Tarea 1:
Transcribe del texto sobre Hiroshima el fragmento que arranca en las palabras "El río Ota nos" y acaba justo después de "por los Niños.".
Tarea 2:
Resume en dos oraciones el texto sobre Hiroshima.
Tarea 3:
Pasa al inglés esta oración del texto sobre Hiroshima: "Sus ruinas y esa cúpula desnuda, son el primer mensaje de la devastación."

Texto de origen:
━━━━━━
Caminar por la zona devastada en 1945 en Hiroshima, es ante todo un ejercicio de desilusión y perplejidad.

 

Ciudad en la que emerge agua por doquier (bañada por seis ríos y asomada a una bahía), su nombre puede traducirse como Isla Ancha, aunque en realidad está pegada a la principal masa territorial japonesa, la isla de Honshu. Ciudad en la que la frenética impecabilidad nipona a la fecha se desdobla con un sentido de extrañeza: las multitudes que a diario caminan entre luminosos y pantallas por Tokio, Osaka, Yokohama, Kobe, lucen diferentes a las de Hiroshima, a quienes por mucho tiempo se otorgó el gentilicio de hibakusha (literal, “sobrevivientes de la explosión”). Ciudad por la que se deambula sintiendo hielos clavados en la espina dorsal, en el común de los sitios despertamos buscando respuestas, ahí ni siquiera asimilamos las preguntas.

 

Resulta imprescindible aprovechar la visita para conocer el imponente santuario en la isla de Miyajima, a escasos 25 kilómetros de ese epicentro del estallido, pero siempre recomendaré hacerlo antes, porque después de pasar por el Memorial de la Bomba Atómica, nada será apreciado.

 

El río Ota nos lleva hasta el Genbaku Dome, único edificio ubicado en el corazón de la explosión, que se mantuvo en pie. Sus ruinas y esa cúpula desnuda, son el primer mensaje de la devastación. Los siguientes surgirán uno tras otro, en desgarradora metralla, una vez que crucemos el puente Motoyatsu y accedamos al islote del Parque Memorial de la Paz.

 

Más de cincuenta monumentos fúnebres y el Museo de la Bomba, ocupan el espacio que alguna vez fue centro de Hiroshima y donde vivían miles de personas. Altares en memoria de gente de diversas nacionalidades, circunstancias y religiones, así como el monte que esconde cenizas de 70 mil víctimas no identificadas y, sobre todo, la Ofrenda por los Niños.

 

Éste último puede ser uno de los puntos más conmovedores del planeta; lleno de grullas de origami, recuerda la historia de Sadako Sasaki, a quien en 1954 le fue diagnosticada la más salvaje leucemia por la radiación recibida. En su desesperanza y antes de morir con apenas doce años, Sadako se apegó al Senbazuru, vieja historia que contaba que quien hiciera mil grullas de papel, tendría concedido cualquier deseo. El incumplimiento de ese deseo de vivir y llegar a adulta, es el epitafio de esta historia.

 

Hiroshima, a diferencia de otras instancias de la actualidad en ese país, no omite los excesos y fanatismos japoneses previo y durante la Segunda Guerra Mundial. Hiroshima, lo que hace, es gritar por la paz, llorar contra el odio, denunciar a una humanidad que sostuvo carreras para alcanzar ese desarrollo científico y utilizó la máxima sublimación de su racionalidad para la muerte.

 

En el arco del Cenotafio están escritos los nombres de todos los asesinados por la bomba y justo entre sus paredes se pueden ver los restos de la cúpula del Genboku. Su mensaje es precisamente el que debe de trascender, ahora que con la visita de Barack Obama se han exigido disculpas y arrepentimientos. Ese arco dice: “Que todas las almas descansen en paz, pues el error jamás se repetirá”: no dice “nuestro error”, no dice “ su error”, no atribuye el error. Porque el error que llevó a esa barbarie, fue de muchos.
━━━━━━
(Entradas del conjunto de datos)
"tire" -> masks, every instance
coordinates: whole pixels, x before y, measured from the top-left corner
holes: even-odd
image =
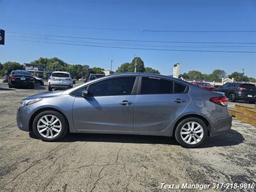
[[[194,123],[194,125],[200,125],[201,128],[197,128],[196,132],[200,131],[200,132],[195,133],[191,129],[191,131],[188,131],[188,124],[190,125],[191,128],[192,128],[192,123]],[[194,127],[194,129],[196,128]],[[185,130],[188,130],[186,131]],[[201,132],[202,131],[202,132]],[[188,132],[188,134],[183,134],[182,137],[181,136],[181,132]],[[195,148],[201,145],[205,141],[206,138],[207,137],[207,129],[205,122],[200,118],[196,117],[189,117],[182,120],[176,127],[175,129],[175,139],[181,146],[186,148]],[[196,136],[198,136],[196,137]],[[186,137],[188,136],[187,138]],[[189,138],[190,142],[189,142]],[[196,140],[194,139],[196,138]],[[201,139],[199,139],[201,138]],[[186,142],[185,141],[187,142]]]
[[[52,124],[52,125],[49,124],[45,124],[45,123],[47,123],[47,121],[45,117],[48,119],[49,122],[51,122],[51,118],[54,118],[52,123],[56,122],[55,122],[54,125]],[[42,119],[45,123],[41,121]],[[45,125],[48,125],[45,126]],[[38,127],[38,125],[41,127]],[[44,130],[45,128],[46,129],[45,131],[41,133],[39,132],[39,131]],[[59,132],[56,131],[56,130]],[[45,111],[41,112],[36,116],[33,122],[33,133],[36,138],[44,141],[58,141],[66,135],[68,130],[68,122],[65,116],[62,114],[54,111]]]
[[[228,95],[228,101],[235,102],[236,101],[236,95],[235,93],[231,93]]]

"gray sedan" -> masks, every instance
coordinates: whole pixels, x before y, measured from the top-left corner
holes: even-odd
[[[227,99],[189,83],[144,73],[116,74],[20,102],[21,130],[54,141],[68,132],[174,136],[196,147],[230,130]]]

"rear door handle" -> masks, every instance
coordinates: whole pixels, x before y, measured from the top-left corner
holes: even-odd
[[[120,103],[120,104],[123,105],[124,106],[127,106],[129,105],[131,105],[132,104],[132,102],[128,101],[128,100],[123,100]]]
[[[177,103],[182,103],[182,102],[186,102],[185,100],[181,99],[176,99],[174,100],[173,101],[174,101],[174,102],[177,102]]]

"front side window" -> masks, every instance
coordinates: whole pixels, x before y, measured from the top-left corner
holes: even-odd
[[[173,83],[171,81],[154,77],[142,77],[141,94],[172,93]]]
[[[54,77],[69,77],[69,74],[64,73],[52,73],[51,76]]]
[[[121,77],[108,79],[89,86],[88,92],[93,96],[131,95],[135,77]]]
[[[182,93],[185,92],[186,86],[177,82],[174,82],[173,93]]]

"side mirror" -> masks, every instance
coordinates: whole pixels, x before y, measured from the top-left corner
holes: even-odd
[[[88,91],[84,90],[84,91],[83,91],[83,92],[81,93],[81,96],[82,97],[86,98],[86,97],[88,97],[90,96],[90,93],[89,93],[89,92],[88,92]]]

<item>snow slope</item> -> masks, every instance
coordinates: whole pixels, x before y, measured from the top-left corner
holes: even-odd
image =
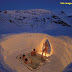
[[[36,72],[62,72],[72,62],[72,38],[67,36],[53,37],[41,33],[4,36],[0,40],[3,65],[9,72],[11,70],[12,72],[31,72],[16,59],[16,56],[32,51],[33,48],[41,51],[42,44],[46,39],[51,45],[51,60]]]
[[[72,17],[44,9],[0,12],[0,34],[23,32],[72,36]]]

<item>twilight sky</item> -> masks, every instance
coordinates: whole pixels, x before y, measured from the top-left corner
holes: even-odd
[[[60,2],[72,0],[0,0],[0,10],[47,9],[54,12],[63,10],[72,15],[72,5],[61,5]]]

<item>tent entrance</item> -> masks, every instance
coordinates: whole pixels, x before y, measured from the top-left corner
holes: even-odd
[[[28,58],[28,61],[30,62],[32,60],[32,63],[29,64],[25,64],[24,63],[24,59],[23,59],[23,55],[26,55],[26,57]],[[35,56],[31,56],[31,53],[24,53],[24,54],[20,54],[18,55],[16,58],[22,63],[24,64],[28,69],[30,70],[38,70],[41,66],[43,66],[46,62],[49,62],[49,58],[47,57],[41,57],[40,54],[36,54]]]

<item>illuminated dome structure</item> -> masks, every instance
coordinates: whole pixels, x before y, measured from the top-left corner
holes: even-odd
[[[2,64],[9,71],[31,72],[21,64],[16,56],[30,52],[34,48],[42,54],[43,43],[48,40],[50,61],[43,65],[36,72],[62,72],[72,62],[72,38],[53,37],[41,33],[14,34],[3,37],[0,41]]]

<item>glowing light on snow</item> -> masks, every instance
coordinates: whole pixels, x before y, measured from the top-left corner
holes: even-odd
[[[42,55],[42,52],[38,52],[38,54]],[[51,54],[46,53],[46,57],[50,56]],[[43,56],[45,56],[45,53],[43,53]]]

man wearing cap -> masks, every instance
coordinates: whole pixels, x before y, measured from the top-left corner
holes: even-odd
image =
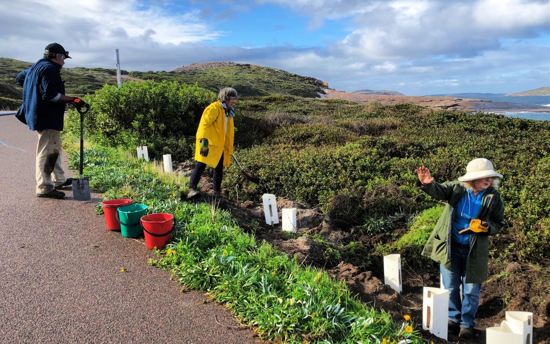
[[[72,103],[77,107],[87,105],[78,98],[65,95],[60,71],[67,58],[71,58],[69,52],[61,44],[48,44],[44,57],[15,78],[15,83],[23,88],[23,103],[15,116],[38,133],[36,174],[38,197],[63,198],[65,194],[58,189],[72,183],[72,178],[66,178],[61,167],[65,105]]]
[[[482,158],[469,162],[466,174],[454,182],[435,182],[424,166],[415,172],[423,191],[447,202],[422,254],[440,263],[443,287],[449,291],[449,331],[471,338],[481,283],[487,277],[488,236],[496,235],[504,225],[496,179],[502,174]]]

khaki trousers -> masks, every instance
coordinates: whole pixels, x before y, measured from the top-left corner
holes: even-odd
[[[47,129],[36,132],[36,193],[46,194],[67,181],[61,168],[61,132]]]

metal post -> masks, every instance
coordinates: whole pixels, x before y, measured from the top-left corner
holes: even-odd
[[[118,49],[117,49],[115,56],[117,58],[117,84],[118,85],[118,87],[121,87],[122,79],[120,78],[120,58],[118,56]]]

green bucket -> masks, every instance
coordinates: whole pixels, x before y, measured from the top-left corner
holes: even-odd
[[[143,234],[143,227],[140,219],[147,212],[147,206],[139,203],[118,207],[117,220],[120,223],[123,237],[135,238]]]

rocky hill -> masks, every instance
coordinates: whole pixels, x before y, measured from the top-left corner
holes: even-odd
[[[550,96],[550,87],[541,87],[534,90],[510,93],[507,96]]]
[[[282,69],[249,63],[211,62],[182,66],[170,72],[131,72],[130,76],[156,81],[196,83],[215,92],[232,87],[241,96],[293,95],[308,98],[324,96],[328,84]]]

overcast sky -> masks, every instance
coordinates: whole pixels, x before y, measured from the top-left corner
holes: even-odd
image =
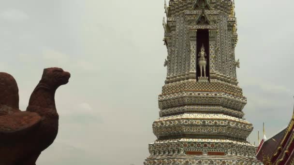
[[[235,0],[239,85],[257,141],[293,110],[291,0]],[[59,131],[42,165],[142,165],[155,139],[166,76],[163,0],[0,0],[0,71],[13,75],[25,110],[43,69],[69,71],[56,93]]]

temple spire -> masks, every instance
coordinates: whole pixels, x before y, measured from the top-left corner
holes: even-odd
[[[266,139],[266,137],[265,136],[265,123],[264,122],[264,139]]]

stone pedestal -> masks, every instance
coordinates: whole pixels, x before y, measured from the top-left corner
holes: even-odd
[[[209,82],[207,77],[198,77],[198,82]]]

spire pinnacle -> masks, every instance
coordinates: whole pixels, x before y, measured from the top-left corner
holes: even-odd
[[[260,143],[260,138],[259,138],[259,131],[257,132],[257,140],[258,140],[258,144]]]
[[[266,139],[266,137],[265,136],[265,123],[264,122],[264,139]]]

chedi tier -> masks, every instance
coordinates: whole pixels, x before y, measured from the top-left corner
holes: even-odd
[[[246,140],[253,126],[236,77],[234,8],[231,0],[165,3],[167,74],[145,165],[262,165]]]

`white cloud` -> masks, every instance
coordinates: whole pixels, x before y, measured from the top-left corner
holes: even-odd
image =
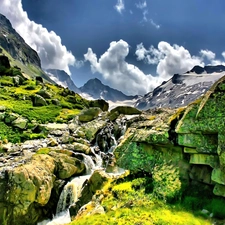
[[[216,54],[210,50],[201,50],[200,54],[208,60],[213,60],[216,57]]]
[[[160,25],[157,24],[157,23],[155,23],[155,22],[153,21],[153,19],[150,19],[150,23],[151,23],[152,26],[154,26],[156,29],[159,29],[159,28],[160,28]]]
[[[148,15],[148,10],[144,10],[143,11],[143,21],[144,22],[147,22],[148,21],[147,15]]]
[[[159,24],[157,24],[153,19],[148,19],[148,10],[146,9],[147,8],[147,2],[146,1],[139,2],[139,3],[135,4],[135,5],[136,5],[136,7],[138,9],[140,9],[142,11],[143,17],[142,17],[141,23],[149,22],[156,29],[160,29],[160,25]]]
[[[108,50],[99,59],[91,48],[84,58],[90,62],[93,73],[102,74],[108,85],[125,94],[145,94],[163,81],[160,77],[146,75],[138,67],[127,63],[128,54],[128,43],[120,40],[111,42]]]
[[[136,7],[137,7],[138,9],[144,9],[144,8],[147,7],[147,2],[146,2],[146,1],[138,2],[138,3],[136,4]]]
[[[69,66],[80,64],[67,48],[61,38],[53,31],[48,31],[41,24],[28,18],[23,10],[22,0],[0,0],[0,13],[5,15],[15,30],[28,45],[37,51],[45,69],[60,69],[70,74]]]
[[[118,0],[117,1],[117,4],[114,6],[114,8],[116,9],[116,11],[118,13],[122,13],[122,11],[125,9],[125,5],[124,5],[124,2],[123,0]]]
[[[137,45],[136,56],[148,64],[157,64],[157,73],[163,79],[169,79],[175,73],[184,73],[195,65],[204,66],[202,57],[192,56],[183,46],[170,45],[161,41],[158,48],[146,49],[141,43]]]

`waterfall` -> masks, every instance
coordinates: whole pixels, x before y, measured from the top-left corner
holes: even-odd
[[[126,131],[125,119],[120,121],[120,130],[121,134],[124,135]],[[123,169],[116,167],[114,163],[113,151],[118,143],[112,131],[112,124],[109,124],[98,133],[96,144],[91,147],[91,155],[85,155],[84,153],[78,152],[74,153],[75,155],[80,156],[79,158],[83,159],[86,166],[86,175],[75,177],[64,186],[57,204],[56,216],[53,217],[52,220],[42,221],[41,223],[38,223],[38,225],[62,225],[71,222],[68,210],[69,206],[76,204],[82,192],[84,183],[89,180],[91,174],[96,169],[102,168],[103,164],[108,174],[113,178],[125,172]]]
[[[116,141],[116,138],[114,137],[114,135],[111,136],[111,139],[112,139],[112,145],[110,147],[110,149],[108,150],[108,152],[112,153],[113,150],[116,148],[116,146],[118,145],[117,144],[117,141]]]
[[[84,182],[89,178],[90,175],[75,177],[65,185],[59,197],[56,215],[68,209],[70,205],[76,203],[76,201],[80,197]]]
[[[66,210],[62,213],[57,214],[52,220],[44,220],[37,225],[64,225],[71,222],[70,212]]]

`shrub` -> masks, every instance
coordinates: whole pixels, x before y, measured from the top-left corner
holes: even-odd
[[[153,193],[164,201],[173,200],[181,194],[179,171],[174,165],[166,163],[156,165],[152,172]]]

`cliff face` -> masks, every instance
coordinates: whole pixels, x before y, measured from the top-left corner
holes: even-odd
[[[172,163],[188,183],[204,183],[225,197],[225,78],[178,110],[158,109],[131,123],[115,149],[121,167],[150,172]]]
[[[63,70],[48,69],[48,76],[62,87],[68,87],[71,91],[80,93],[79,88],[71,80],[70,76]]]
[[[2,14],[0,14],[0,46],[23,64],[33,64],[41,68],[37,52],[25,43],[23,38],[13,29],[10,21]]]

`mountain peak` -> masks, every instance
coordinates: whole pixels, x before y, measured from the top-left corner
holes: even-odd
[[[202,96],[222,76],[225,66],[195,66],[184,74],[174,74],[171,79],[163,82],[152,92],[138,99],[138,109],[186,106]]]
[[[201,67],[201,66],[194,66],[190,71],[188,71],[187,73],[196,73],[196,74],[202,74],[202,73],[221,73],[225,71],[225,66],[223,65],[216,65],[216,66],[205,66],[205,67]]]
[[[137,96],[127,96],[121,91],[104,85],[98,78],[93,78],[88,80],[82,87],[80,91],[84,95],[88,95],[94,99],[104,99],[106,101],[124,101],[131,100]]]
[[[0,46],[23,64],[33,64],[41,68],[41,60],[37,52],[25,43],[10,21],[2,14],[0,14]]]

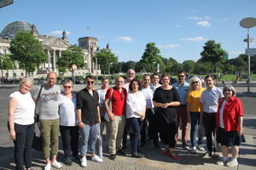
━━━━━━
Solución 1:
El río Ota nos lleva hasta el Genbaku Dome, único edificio ubicado en el corazón de la explosión, que se mantuvo en pie. Sus ruinas y esa cúpula desnuda, son el primer mensaje de la devastación. Los siguientes surgirán uno tras otro, en desgarradora metralla, una vez que crucemos el puente Motoyatsu y accedamos al islote del Parque Memorial de la Paz.

 

Más de cincuenta monumentos fúnebres y el Museo de la Bomba, ocupan el espacio que alguna vez fue centro de Hiroshima y donde vivían miles de personas. Altares en memoria de gente de diversas nacionalidades, circunstancias y religiones, así como el monte que esconde cenizas de 70 mil víctimas no identificadas y, sobre todo, la Ofrenda por los Niños.

Solución 2:
Recorrer la zona de Hiroshima destruida en 1945 provoca desilusión y perplejidad, y el Parque Memorial de la Paz reúne más de cincuenta monumentos fúnebres, el Museo de la Bomba y la Ofrenda por los Niños, que recuerda a Sadako Sasaki y sus grullas de papel. La ciudad no oculta los excesos japoneses de la guerra y clama por la paz, como muestra el arco del Cenotafio, que no atribuye a nadie el error que llevó a esa barbarie.

Solución 3:
Its ruins and that bare dome are the first message of the devastation.